# Podany tekst:
************
Nasza Loteria NaM - pasek na kartach artykułów

Dzikie składowisko odpadów w Parku Reagana w Gdańsku. Kto za to odpowie?

Krzysztof Dunaj
Krzysztof Dunaj
Screen | YouTube | KrzyloTV
Lodówki, obudowy sprzętu AGD oraz baterie - między innymi takie rzeczy można znaleźć na terenie Parku im. Prezydenta Ronalda Reagana w Gdańsku. Kilka dni temu w internecie zamieszczono film, na którym widać dzikie składowisko niebezpiecznych odpadów. Czy doszło do zanieczyszczenia wód w gdańskim parku? Wojewódzki Inspektorat Ochrony Środowiska w Gdańsku interweniował. Kto za to odpowiada? Miasto zabrało głos w sprawie.

Dzikie składowisko odpadów w Parku Reagana

O zagrożeniu środowiska i "bombie ekologicznej" w parku poinformował nas czytelnik, pan Krzysztof. Co więcej, na przesłanym do redakcji nagraniu widać mapkę z zaznaczonymi miejscami zgromadzenia odpadów.
************
# Dostępne dane:
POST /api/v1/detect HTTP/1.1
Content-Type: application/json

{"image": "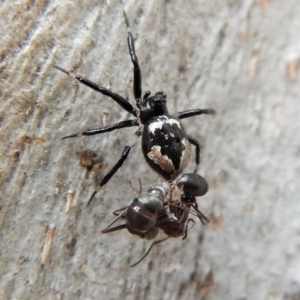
************
# Cel ćwiczenia:
Proszę przepisać w całości, bez żadnych zmian, powyższy artykuł o dzikim składowisku odpadów w Parku Reagana.

# Pełna odpowiedź:
Nasza Loteria NaM - pasek na kartach artykułów

Dzikie składowisko odpadów w Parku Reagana w Gdańsku. Kto za to odpowie?

Krzysztof Dunaj
Krzysztof Dunaj
Screen | YouTube | KrzyloTV
Lodówki, obudowy sprzętu AGD oraz baterie - między innymi takie rzeczy można znaleźć na terenie Parku im. Prezydenta Ronalda Reagana w Gdańsku. Kilka dni temu w internecie zamieszczono film, na którym widać dzikie składowisko niebezpiecznych odpadów. Czy doszło do zanieczyszczenia wód w gdańskim parku? Wojewódzki Inspektorat Ochrony Środowiska w Gdańsku interweniował. Kto za to odpowiada? Miasto zabrało głos w sprawie.

Dzikie składowisko odpadów w Parku Reagana

O zagrożeniu środowiska i "bombie ekologicznej" w parku poinformował nas czytelnik, pan Krzysztof. Co więcej, na przesłanym do redakcji nagraniu widać mapkę z zaznaczonymi miejscami zgromadzenia odpadów.